TASK ITEM →
Decide whether each of the following statements agrees with the passage on nanopore read simulation. Answer yes or no and quote the words from the passage that settle it.
1. Deletion is the most probable of the three error types.
2. One of the script's mutation settings simulates indels alone.
3. A reference that was already simulated can be mutated again into a new reference.

EXERCISE PASSAGE →
2.6. Nanopore read simulation

Our read simulation script is based on the simulation of full-length transcripts used in [17] with modifications to fit our targeted sequencing scenario. We simulate reads as follows. The script takes as input a fasta file with a number of N starting reference sequences, an integer C (C> N) of targeted simulated references, a fraction S corresponding to the mutation rate of the references, and the mean error rate X of the reads. Furthermore, the script has two settings regarding mutation type. It can simulate substitutions only, or both SNPs and indels. The outputs of the script are a fasta file with the references (original and simulated) from which the reads were simulated, and a fastq file with the simulated reads. We now describe the workflow of the script.

First, C references are simulated from the N starting references as follows. The N original references are added to a pool of simulated references here denoted R. Then, a random reference r is sampled from R and mutated with the mean mutation rate S according to the mutation profile specified and placed back into the pool R which now contains N + 1 references. This procedure is repeated until the pool R contains C references. Note that a simulated reference can be selected from R and in turn be mutated into a new reference, creating a tree-like evolution structure.

Second, reads are sampled from the pool of C references in the same way as in [17] for full length transcripts. We briefly describe the procedure here, for details see Supplementary note 1 in [17]. To simulate a read we pick a reference in R at random. We simulate a quality value uniformly at random over each base pair in the sampled reference. The base is assigned the Phred score and we introduce an error at that position with a probability corresponding to the phred score. The error types are either deletion, substitution, or insertion with probabilities of 0.45, 0.35, and 0.2, respectively, which roughly mimics the error profile of ONT data although nanopore base calling algorithms changes rapidly. Our script is able to produce reads with a mean error of ∼3.9%, 7, and ∼11.4% error rate through different ratios of phred quality values.

DATA SHOWN →
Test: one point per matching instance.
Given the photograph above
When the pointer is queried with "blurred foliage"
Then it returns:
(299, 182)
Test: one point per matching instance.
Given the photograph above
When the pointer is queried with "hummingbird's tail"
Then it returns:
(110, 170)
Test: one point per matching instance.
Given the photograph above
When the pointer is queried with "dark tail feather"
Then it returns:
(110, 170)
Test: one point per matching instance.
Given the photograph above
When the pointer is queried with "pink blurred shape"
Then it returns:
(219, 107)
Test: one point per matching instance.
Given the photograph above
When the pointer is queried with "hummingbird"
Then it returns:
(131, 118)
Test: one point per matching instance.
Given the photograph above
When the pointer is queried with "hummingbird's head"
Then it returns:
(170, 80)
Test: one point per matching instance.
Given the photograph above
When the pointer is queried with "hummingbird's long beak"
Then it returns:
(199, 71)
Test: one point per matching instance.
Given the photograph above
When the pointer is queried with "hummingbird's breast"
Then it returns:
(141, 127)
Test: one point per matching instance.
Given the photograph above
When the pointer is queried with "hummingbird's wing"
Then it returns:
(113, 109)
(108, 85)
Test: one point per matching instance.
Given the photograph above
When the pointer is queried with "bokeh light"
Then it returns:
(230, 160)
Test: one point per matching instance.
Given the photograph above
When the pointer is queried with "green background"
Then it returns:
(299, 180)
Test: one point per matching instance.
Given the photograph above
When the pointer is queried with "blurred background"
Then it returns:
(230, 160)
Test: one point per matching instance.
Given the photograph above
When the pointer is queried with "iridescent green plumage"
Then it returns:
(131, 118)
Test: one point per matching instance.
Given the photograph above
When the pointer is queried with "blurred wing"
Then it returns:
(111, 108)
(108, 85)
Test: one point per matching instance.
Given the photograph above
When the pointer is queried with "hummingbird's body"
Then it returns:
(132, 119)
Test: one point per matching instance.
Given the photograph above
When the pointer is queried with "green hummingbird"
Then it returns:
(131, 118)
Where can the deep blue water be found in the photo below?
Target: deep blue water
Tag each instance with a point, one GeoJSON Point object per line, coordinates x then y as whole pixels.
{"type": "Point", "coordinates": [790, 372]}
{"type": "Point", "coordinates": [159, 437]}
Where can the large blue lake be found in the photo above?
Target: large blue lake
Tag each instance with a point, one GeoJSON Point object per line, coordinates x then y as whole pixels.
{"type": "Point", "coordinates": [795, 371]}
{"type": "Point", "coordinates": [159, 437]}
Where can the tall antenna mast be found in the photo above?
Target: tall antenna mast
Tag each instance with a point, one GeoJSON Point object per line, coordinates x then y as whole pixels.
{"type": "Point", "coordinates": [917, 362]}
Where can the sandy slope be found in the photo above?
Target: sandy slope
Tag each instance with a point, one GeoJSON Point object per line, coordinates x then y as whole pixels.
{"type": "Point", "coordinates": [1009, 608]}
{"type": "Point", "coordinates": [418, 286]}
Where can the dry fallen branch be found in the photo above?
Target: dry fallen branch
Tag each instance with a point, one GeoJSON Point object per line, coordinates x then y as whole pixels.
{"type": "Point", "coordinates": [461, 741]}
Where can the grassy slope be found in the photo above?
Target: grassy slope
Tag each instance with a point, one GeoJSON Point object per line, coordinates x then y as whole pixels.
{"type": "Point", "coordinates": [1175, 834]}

RESULT OF THE TASK →
1. Yes: "The error types are either deletion, substitution, or insertion with probabilities of 0.45, 0.35, and 0.2, respectively"
2. No: "It can simulate substitutions only, or both SNPs and indels."
3. Yes: "Note that a simulated reference can be selected from R and in turn be mutated into a new reference"